• _DIRECTIONS_
The required output is the exact sequence of lines from the line holding "of the front" to the end of the records, inclusive.

• _EXERCISE INPUTS_
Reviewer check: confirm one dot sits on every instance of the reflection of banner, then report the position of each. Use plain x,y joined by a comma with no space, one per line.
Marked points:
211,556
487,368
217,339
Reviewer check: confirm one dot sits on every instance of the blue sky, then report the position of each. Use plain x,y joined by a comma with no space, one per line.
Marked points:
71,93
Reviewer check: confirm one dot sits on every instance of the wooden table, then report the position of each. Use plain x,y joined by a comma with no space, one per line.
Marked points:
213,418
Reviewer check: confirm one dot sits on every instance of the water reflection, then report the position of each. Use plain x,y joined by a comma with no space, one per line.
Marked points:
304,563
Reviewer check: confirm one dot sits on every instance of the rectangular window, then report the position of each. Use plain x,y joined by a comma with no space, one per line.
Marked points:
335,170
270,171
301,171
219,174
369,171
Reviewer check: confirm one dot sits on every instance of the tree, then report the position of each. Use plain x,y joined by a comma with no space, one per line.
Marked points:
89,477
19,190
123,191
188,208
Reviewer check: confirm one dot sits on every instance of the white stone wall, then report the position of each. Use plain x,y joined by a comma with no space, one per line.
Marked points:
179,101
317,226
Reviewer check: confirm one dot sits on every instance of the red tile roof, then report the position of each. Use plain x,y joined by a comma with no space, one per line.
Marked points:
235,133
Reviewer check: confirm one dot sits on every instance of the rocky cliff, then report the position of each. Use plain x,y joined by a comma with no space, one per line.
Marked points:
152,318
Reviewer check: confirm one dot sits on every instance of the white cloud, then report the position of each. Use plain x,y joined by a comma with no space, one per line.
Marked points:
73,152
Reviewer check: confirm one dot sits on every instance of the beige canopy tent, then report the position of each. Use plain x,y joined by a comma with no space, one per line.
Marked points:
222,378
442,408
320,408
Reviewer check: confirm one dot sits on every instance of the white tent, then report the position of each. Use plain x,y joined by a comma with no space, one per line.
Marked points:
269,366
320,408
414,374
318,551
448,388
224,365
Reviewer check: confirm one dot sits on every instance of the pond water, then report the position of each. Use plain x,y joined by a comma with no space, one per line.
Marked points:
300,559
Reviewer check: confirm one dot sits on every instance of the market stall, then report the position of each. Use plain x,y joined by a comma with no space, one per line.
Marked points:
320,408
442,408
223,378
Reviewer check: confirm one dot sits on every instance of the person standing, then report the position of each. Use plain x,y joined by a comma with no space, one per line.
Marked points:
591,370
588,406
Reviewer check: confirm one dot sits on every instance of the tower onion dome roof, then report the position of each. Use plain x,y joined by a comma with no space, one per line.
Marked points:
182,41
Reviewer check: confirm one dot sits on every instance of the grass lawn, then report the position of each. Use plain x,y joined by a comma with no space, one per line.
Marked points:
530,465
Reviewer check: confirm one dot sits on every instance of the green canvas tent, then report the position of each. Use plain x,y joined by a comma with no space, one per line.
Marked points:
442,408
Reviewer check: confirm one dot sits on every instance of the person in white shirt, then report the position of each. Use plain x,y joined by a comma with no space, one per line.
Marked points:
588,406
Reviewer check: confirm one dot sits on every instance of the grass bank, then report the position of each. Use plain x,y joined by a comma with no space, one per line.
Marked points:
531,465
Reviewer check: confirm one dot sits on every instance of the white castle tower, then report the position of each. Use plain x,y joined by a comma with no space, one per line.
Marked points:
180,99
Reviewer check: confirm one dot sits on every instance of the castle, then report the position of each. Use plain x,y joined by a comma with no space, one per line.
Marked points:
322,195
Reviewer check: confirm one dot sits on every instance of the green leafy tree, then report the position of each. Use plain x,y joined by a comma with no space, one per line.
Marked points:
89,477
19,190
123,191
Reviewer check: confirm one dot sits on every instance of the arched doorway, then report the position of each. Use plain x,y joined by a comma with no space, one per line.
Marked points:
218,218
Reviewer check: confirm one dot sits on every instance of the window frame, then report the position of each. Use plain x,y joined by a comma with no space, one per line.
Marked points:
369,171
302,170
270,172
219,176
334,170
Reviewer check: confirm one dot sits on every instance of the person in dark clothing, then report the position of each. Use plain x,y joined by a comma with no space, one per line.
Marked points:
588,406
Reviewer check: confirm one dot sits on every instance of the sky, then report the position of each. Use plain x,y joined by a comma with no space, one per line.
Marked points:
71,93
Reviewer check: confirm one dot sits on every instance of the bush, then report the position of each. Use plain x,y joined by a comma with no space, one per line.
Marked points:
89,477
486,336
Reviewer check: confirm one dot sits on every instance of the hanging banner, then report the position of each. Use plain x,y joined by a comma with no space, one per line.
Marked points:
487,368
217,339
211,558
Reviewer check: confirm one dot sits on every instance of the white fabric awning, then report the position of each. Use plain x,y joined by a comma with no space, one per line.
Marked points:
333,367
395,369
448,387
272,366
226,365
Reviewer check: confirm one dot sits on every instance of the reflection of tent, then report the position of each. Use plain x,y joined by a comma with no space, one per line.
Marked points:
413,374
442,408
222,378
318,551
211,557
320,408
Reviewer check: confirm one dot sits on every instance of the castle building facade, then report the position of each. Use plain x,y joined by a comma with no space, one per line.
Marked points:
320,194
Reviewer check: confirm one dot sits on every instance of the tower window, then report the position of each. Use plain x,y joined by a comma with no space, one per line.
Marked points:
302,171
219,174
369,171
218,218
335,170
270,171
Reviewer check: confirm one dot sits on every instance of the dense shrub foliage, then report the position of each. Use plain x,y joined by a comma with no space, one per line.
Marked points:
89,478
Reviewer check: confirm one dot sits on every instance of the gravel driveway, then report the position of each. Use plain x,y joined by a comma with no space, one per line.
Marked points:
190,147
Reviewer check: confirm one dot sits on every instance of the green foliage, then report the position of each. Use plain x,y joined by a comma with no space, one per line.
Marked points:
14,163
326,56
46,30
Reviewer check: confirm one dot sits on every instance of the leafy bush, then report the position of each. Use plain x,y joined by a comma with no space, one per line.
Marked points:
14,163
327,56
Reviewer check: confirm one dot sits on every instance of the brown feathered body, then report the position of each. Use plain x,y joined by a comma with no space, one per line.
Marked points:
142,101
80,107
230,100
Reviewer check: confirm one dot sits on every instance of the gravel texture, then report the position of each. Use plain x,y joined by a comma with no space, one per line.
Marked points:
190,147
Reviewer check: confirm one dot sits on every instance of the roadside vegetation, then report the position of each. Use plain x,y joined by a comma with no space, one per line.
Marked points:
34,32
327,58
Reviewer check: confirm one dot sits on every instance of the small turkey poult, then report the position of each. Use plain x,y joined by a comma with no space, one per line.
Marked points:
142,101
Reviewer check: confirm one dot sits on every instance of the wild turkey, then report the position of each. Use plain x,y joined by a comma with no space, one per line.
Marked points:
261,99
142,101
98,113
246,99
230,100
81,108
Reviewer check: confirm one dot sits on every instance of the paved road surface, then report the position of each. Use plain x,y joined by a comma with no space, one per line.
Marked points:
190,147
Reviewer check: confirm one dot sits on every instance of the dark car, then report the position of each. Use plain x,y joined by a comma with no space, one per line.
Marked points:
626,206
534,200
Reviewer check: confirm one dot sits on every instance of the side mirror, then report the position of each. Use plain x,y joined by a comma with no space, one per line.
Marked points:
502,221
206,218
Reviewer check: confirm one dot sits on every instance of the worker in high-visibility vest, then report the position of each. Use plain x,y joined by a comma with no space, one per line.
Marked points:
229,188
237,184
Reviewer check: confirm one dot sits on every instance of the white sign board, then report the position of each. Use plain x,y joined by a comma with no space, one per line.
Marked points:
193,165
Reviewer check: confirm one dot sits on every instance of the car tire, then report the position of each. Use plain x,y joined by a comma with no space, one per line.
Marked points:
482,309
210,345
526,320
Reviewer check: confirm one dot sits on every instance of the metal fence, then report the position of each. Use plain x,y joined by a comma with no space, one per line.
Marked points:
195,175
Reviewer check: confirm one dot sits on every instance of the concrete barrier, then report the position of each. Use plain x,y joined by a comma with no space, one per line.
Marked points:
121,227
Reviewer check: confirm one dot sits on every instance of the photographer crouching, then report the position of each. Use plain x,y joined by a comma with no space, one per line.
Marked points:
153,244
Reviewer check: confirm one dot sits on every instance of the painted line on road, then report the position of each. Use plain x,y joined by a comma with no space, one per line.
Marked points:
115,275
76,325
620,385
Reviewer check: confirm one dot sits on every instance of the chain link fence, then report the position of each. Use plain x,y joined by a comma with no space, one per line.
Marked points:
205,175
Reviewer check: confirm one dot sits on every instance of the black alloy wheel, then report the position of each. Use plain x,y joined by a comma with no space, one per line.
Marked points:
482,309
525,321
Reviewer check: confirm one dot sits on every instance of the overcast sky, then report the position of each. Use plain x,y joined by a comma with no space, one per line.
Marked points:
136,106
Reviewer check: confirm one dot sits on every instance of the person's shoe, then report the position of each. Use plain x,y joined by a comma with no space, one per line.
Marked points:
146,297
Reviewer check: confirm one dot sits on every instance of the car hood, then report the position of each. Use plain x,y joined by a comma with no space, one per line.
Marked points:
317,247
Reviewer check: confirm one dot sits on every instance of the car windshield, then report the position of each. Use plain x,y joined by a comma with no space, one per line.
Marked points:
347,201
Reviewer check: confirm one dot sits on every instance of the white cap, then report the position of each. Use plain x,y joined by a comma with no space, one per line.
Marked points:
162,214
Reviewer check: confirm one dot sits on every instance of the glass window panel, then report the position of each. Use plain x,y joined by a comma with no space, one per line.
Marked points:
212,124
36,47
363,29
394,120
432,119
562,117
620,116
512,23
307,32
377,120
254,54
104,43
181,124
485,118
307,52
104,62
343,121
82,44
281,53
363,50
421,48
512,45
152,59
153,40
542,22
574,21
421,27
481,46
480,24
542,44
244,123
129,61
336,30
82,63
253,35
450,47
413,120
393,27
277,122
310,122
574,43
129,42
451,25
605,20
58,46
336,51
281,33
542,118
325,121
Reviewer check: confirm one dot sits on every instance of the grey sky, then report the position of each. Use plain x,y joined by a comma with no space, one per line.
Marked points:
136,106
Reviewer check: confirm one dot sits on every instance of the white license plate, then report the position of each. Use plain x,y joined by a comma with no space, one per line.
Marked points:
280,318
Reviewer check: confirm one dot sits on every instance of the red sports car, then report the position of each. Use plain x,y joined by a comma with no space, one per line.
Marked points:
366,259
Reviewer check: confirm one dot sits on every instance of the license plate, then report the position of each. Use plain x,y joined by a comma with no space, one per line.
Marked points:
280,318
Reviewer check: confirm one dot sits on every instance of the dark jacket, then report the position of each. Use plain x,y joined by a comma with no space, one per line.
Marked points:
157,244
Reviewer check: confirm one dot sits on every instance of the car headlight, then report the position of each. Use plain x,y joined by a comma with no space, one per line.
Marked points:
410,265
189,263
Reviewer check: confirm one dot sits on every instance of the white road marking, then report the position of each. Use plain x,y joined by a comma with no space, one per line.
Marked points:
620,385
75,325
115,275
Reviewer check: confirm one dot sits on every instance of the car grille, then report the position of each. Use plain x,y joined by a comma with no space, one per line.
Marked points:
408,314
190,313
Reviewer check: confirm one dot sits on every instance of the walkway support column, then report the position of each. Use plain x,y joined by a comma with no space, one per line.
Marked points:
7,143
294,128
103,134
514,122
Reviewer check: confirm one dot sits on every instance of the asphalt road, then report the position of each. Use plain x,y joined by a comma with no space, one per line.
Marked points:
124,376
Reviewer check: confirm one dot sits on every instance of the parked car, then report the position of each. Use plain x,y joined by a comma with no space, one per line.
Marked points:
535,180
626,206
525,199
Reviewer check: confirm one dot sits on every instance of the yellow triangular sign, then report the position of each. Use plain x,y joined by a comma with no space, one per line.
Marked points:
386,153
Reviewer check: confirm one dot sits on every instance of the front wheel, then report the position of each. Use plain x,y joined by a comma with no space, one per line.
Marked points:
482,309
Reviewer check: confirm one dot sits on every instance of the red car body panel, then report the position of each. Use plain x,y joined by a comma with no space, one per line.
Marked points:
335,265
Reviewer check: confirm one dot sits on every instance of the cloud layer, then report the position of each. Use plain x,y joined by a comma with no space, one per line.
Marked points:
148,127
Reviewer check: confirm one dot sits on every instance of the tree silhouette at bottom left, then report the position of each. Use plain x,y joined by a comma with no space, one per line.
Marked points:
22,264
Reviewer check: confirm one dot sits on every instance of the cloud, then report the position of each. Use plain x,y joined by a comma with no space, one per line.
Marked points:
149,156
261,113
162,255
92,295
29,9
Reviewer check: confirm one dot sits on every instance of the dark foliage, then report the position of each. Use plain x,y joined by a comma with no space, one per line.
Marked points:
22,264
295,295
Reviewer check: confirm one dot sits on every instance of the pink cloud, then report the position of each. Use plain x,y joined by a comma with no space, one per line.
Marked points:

• _CORRECT RESPONSE_
Reviewer check: confirm one dot sits on every instance of the front wheel, then report the position of each. Use plain x,y joined by a comma with no space, one per line.
Marked points:
482,309
Reviewer check: confirm one dot sits on every instance of the red car body panel, then report the position of each. Use plain x,y joined by a comma with no space, one per line.
Marked points:
335,265
Reviewer check: confirm one dot sits on every instance of the cloud layer, then report the position of each. Use plain x,y joined by a comma with no space, one per line.
Marked points:
148,127
Reviewer check: confirm one dot sits on every instance of the tree silhouette at bottom left, then report the position of each. Use plain x,y joined by a comma with no space, one per line.
Marked points:
22,264
Reviewer check: confirm one dot sits on every instance of the cloud, then report the position of each. Use plain x,y joined by a comma with no space, one per line.
Marked points:
149,156
261,113
162,255
92,295
29,9
Reviewer check: confirm one dot sits on every instance of the dark foliage, then report the position of each. Use plain x,y joined by a comma with no space, one per line.
Marked points:
22,264
295,295
Reviewer check: confirm one dot sits on every instance of the pink cloud, then report the position of each. Use plain x,y joined by a comma with no space, one per line.
Marked points:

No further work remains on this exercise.